═══ Vorgelegter Urteilsauszug ═══

1.2. Der Beschwerdeführer rügt vorliegend mehrere Verletzungen der EMRK, insbesondere von Art. 5, Art. 6 und Art. 13 EMRK. Insofern ist nach dem Gesagten grundsätzlich auf seine Beschwerde einzutreten.  
 
1.3. Soweit der Beschwerdeführer die von ihm vor dem EGMR eingereichte Beschwerde als "integrierenden Bestandteil" der vorliegenden Beschwerde erklärt und geltend macht, die vor dem EGMR vorgetragenen Rügen seien mutatis mutandis auch für das vorliegende Beschwerdeverfahren und bei der rechtlichen Würdigung der vorliegenden Streitsache zu berücksichtigen, ist er indessen nicht zu hören. Gemäss ständiger bundesgerichtlicher Rechtsprechung muss die Begründung in der Beschwerdeschrift selbst enthalten sein, und der Verweis auf Ausführungen in anderen Rechtsschriften oder auf die Akten genügt nicht (BGE 143 IV 122 E. 3.3; 141 V 416 E. 4; 138 IV 47 E. 2.8.1; je mit Hinweisen).  
 
1.4. Ebenfalls nicht einzutreten ist auf den Antrag des Beschwerdeführers, ihm sei wegen ungesetzlichen Freiheitsentzugs eine Entschädigung von Fr. 250.-- pro Tag ab dem 1. Februar 2024 zu entrichten. Dabei handelt es sich um ein neues Begehren, welches unzulässig ist (Art. 99 Abs. 2 BGG).  
 
1.5. Nachdem der Beschwerdeführer unterdessen aus der Untersuchungshaft entlassen wurde, erweist sich sodann sein Verfahrensantrag, wonach das Dispositiv des bundesgerichtlichen Entscheids unmittelbar nach getroffenem Entscheid (separat) zu eröffnen sei, als gegenstandslos.  
 
2.  
 
2.1. Der Beschwerdeführer macht geltend, es liege eine Verletzung von Art. 227 Abs. 2 StPO, Art. 6 Ziff. 1 EMRK (rechtliches Gehör, Waffengleicheit, Unabhängigkeit des Gerichts) sowie Art. 6 Ziff. 3 EMRK (wirksame Verteidigung) und Art. 5 Ziff. 3 und Ziff. 4 EMRK vor, da die Staatsanwaltschaft den Haftverlängerungsantrag "krass verspätet" eingereicht habe. Seiner Auffassung nach hätte die Staatsanwaltschaft den Haftverlängerungsantrag viel früher stellen müssen, weshalb er umgehend aus der Untersuchungshaft zu entlassen sei.

═══

(Zu bearbeiten):
1) Nenne sämtliche Bundesgerichtsentscheide, die der Urteilsauszug als ständige Rechtsprechung zitiert, jeweils mit Fundstelle und Erwägung.
2) Führe den Urteilsauszug im Anschluss an seinen letzten Satz fort.
Die Liste spielt hierfür keine Rolle.

═══ Auszüge der Liste ═══

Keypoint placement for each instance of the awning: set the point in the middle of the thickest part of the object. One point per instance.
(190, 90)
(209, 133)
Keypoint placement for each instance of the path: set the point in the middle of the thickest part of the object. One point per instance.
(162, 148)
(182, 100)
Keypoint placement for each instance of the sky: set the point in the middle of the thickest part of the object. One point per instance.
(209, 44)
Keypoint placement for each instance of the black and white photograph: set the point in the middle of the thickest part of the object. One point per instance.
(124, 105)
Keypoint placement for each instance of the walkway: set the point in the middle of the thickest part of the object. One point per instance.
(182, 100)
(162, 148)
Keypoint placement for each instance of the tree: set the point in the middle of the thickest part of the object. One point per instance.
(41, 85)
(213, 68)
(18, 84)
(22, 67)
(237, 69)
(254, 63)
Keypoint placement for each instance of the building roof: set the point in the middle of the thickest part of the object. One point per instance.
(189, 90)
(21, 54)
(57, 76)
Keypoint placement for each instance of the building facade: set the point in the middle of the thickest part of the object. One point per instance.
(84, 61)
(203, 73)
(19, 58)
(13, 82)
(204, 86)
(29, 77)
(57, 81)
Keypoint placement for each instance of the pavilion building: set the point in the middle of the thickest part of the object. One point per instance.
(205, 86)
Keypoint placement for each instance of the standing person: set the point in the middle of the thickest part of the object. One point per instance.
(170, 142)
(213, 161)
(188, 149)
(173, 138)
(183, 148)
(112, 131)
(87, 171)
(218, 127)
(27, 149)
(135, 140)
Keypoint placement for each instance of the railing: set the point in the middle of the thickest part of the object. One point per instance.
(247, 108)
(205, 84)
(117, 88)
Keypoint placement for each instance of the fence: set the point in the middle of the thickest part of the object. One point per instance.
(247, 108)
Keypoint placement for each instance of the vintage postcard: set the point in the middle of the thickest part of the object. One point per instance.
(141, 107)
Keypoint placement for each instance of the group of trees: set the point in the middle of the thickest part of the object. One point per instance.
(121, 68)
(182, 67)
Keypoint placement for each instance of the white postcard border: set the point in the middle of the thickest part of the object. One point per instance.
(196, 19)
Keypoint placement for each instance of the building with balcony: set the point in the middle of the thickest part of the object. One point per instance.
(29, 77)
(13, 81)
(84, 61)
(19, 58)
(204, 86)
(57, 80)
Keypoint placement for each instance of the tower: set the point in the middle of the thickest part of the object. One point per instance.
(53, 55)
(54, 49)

═══

(Schriftliche Antworten):
1) BGE 143 IV 122 E. 3.3; BGE 141 V 416 E. 4; BGE 138 IV 47 E. 2.8.1

2)
 
2.2. Es ist fraglich, inwieweit der Beschwerdeführer, welcher unterdessen aus der Untersuchungshaft entlassen wurde, an der Beurteilung dieser Rügen überhaupt noch ein Rechtsschutzinteresse hat. Wie in E. 1.1 hiervor festgehalten, tritt das Bundesgericht auf Beschwerden mit fehlendem aktuellen Rechtsschutzinteresse nur ein, wenn Verletzungen der EMRK geltend gemacht werden. Der Beschwerdeführer behauptet zwar rudimentär, Art. 6 Ziff. 1 und Ziff. 3 EMRK, Art. 5 Ziff. 3 und Ziff. 4 EMRK seien durch das angeblich verspätet gestellte Haftverlängerungsgesuch der Staatsanwaltschaft verletzt worden. Es ist allerdings fraglich, ob seine diesbezüglichen Rügen als hinreichend substanziiert bezeichnet werden können. Seine Ausführungen hinsichtlich des angeblich "krass verspätet" gestellten Haftverlängerungsantrags beziehen sich mehrheitlich auf Art. 227 Abs. 2 StPO und diesbezüglich auf die Frage, ob es sich um eine Ordnungsfrist oder eine Gültigkeitsvorschrift handle und die Staatsanwaltschaft verpflichtet gewesen wäre, die Haftverlängerung früher einzureichen. Nur am Rande behauptet er, indem die Staatsanwaltschaft mit der Stellung des Haftverlängerungsantrags bis zum formal letztmöglichen Zeitpunkt zugewartet habe, obschon ein Fall mit 47 Bundesordnern vorliege, sei sein Anspruch auf rechtliches Gehör sowie das Recht auf wirksame Verteidigung gemäss Art. 6 Ziff. 3 lit. b EMRK massiv verletzt worden.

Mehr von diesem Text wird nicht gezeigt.